Task details
Beginning with the line where "Where can the snow patch" appears, repeat every remaining line of the entries exactly, the last line included.
┌──
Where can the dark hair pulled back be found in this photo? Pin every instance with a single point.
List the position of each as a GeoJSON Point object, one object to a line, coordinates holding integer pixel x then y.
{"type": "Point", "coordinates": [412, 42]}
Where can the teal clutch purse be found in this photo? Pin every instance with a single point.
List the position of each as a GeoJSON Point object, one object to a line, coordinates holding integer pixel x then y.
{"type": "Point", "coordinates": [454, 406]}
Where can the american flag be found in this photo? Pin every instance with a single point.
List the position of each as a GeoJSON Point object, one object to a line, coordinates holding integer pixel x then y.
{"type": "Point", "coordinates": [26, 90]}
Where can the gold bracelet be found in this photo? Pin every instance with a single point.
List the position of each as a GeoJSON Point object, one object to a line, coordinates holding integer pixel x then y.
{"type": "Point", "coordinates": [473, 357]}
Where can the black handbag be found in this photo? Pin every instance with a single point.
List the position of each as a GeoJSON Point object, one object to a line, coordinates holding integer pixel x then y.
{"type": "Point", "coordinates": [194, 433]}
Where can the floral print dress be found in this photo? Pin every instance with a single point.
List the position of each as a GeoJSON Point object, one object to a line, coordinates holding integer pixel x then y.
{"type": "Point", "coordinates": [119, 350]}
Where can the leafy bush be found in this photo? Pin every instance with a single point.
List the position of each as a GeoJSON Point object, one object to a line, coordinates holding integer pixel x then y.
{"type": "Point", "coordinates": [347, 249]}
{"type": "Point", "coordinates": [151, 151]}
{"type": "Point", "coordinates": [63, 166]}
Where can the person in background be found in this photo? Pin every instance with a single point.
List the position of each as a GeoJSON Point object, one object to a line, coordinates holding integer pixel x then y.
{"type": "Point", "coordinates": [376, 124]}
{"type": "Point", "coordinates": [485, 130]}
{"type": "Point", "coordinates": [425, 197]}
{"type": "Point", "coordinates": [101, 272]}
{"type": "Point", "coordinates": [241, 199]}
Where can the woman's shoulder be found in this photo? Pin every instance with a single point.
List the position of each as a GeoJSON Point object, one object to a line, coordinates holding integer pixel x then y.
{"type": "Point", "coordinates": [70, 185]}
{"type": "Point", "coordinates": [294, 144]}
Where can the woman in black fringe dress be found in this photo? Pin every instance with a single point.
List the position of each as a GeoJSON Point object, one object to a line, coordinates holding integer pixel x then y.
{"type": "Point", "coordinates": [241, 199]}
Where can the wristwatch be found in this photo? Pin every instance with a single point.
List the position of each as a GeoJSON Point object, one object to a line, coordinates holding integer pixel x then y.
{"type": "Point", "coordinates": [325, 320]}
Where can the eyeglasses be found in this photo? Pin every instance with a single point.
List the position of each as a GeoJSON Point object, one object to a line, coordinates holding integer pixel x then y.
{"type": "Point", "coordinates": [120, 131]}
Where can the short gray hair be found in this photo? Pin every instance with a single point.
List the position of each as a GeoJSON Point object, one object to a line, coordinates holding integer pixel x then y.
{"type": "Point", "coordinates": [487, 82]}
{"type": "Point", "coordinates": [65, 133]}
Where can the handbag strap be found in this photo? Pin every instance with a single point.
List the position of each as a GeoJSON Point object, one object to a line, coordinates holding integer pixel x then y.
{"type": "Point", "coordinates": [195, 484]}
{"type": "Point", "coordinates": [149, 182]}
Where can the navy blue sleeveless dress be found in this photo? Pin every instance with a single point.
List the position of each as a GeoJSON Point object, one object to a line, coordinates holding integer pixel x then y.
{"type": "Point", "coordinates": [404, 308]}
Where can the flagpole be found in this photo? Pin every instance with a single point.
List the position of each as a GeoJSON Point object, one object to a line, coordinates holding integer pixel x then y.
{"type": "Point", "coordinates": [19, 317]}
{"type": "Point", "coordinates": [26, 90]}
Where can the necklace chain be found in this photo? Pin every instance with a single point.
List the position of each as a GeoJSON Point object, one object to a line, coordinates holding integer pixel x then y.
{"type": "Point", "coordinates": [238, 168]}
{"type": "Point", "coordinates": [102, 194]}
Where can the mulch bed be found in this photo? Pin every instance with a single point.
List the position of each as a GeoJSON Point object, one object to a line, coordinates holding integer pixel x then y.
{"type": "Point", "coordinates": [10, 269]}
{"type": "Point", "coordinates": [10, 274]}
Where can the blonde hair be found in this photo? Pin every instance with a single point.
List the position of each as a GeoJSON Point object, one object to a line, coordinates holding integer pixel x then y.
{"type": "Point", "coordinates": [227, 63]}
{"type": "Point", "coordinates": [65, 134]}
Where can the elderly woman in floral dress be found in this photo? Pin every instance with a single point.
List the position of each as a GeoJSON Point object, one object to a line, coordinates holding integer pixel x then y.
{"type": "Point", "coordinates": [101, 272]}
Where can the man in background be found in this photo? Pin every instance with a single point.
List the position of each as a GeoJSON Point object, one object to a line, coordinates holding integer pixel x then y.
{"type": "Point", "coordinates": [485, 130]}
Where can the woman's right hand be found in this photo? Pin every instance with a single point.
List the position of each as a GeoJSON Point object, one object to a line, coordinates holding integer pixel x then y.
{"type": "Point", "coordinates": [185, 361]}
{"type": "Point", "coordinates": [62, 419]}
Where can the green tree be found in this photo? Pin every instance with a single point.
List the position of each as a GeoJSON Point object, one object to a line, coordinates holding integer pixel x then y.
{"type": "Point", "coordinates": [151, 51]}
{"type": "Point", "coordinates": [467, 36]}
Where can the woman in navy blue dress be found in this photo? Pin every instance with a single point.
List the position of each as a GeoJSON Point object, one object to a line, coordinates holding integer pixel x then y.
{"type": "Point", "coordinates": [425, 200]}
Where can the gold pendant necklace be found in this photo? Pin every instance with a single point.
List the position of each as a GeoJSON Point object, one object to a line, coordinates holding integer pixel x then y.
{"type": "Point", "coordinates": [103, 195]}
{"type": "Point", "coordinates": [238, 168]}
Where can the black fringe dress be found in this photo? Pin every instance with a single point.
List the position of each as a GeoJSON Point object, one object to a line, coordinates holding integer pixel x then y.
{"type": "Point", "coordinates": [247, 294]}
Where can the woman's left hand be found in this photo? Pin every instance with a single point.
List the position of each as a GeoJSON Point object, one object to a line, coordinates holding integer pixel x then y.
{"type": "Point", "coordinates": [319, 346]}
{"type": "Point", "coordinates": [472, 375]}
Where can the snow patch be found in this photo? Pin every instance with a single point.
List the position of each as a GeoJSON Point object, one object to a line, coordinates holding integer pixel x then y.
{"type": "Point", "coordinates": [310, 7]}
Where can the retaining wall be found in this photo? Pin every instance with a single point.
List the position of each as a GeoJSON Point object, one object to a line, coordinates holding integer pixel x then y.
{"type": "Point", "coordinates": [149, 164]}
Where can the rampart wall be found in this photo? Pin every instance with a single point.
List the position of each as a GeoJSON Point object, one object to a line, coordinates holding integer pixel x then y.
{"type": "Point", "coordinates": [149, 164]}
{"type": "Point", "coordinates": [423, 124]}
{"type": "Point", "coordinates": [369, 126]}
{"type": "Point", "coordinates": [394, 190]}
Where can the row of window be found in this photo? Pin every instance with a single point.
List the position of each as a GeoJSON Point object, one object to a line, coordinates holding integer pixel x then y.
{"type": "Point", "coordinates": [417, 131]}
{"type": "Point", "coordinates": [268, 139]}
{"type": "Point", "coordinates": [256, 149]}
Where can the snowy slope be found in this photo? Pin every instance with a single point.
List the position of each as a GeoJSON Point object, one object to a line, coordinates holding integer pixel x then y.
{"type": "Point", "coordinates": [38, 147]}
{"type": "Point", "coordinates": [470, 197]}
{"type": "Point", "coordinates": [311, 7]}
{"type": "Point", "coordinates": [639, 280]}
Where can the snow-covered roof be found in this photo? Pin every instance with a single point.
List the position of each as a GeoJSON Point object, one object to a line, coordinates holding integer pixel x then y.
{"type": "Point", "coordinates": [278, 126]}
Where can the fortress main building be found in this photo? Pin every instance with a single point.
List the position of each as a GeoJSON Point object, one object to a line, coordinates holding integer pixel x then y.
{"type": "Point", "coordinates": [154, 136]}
└──
Result of this task
Where can the snow patch be found in this photo? Pin every instance with a single point.
List the position of each as a GeoJSON Point object, one object to a line, coordinates holding integer pixel x then y.
{"type": "Point", "coordinates": [310, 7]}
Where can the retaining wall be found in this photo? Pin every instance with a single point.
List the position of each as a GeoJSON Point object, one object to a line, coordinates holding integer pixel x then y.
{"type": "Point", "coordinates": [149, 164]}
Where can the rampart wall be found in this photo? Pin every instance with a single point.
List the position of each as a GeoJSON Point object, one object to a line, coordinates holding integer pixel x then y.
{"type": "Point", "coordinates": [149, 164]}
{"type": "Point", "coordinates": [423, 124]}
{"type": "Point", "coordinates": [369, 126]}
{"type": "Point", "coordinates": [394, 190]}
Where can the row of window be found in this photo? Pin every instance with a single point.
List the position of each as a GeoJSON Point object, one object to a line, coordinates holding integer pixel x then y.
{"type": "Point", "coordinates": [417, 131]}
{"type": "Point", "coordinates": [268, 139]}
{"type": "Point", "coordinates": [256, 149]}
Where can the snowy slope be found in this photo? Pin every instance with a single point.
List the position of each as a GeoJSON Point object, one object to a line, coordinates holding integer pixel x then y.
{"type": "Point", "coordinates": [38, 147]}
{"type": "Point", "coordinates": [470, 197]}
{"type": "Point", "coordinates": [311, 7]}
{"type": "Point", "coordinates": [639, 280]}
Where can the snow-covered roof be found in this photo? Pin every instance with a single point.
List the position of each as a GeoJSON Point object, one object to a line, coordinates holding integer pixel x then y.
{"type": "Point", "coordinates": [278, 126]}
Where can the fortress main building be found in this photo? Pin every instance with a single point.
List the position of each as a GeoJSON Point object, one object to a line, coordinates holding integer pixel x then y.
{"type": "Point", "coordinates": [154, 136]}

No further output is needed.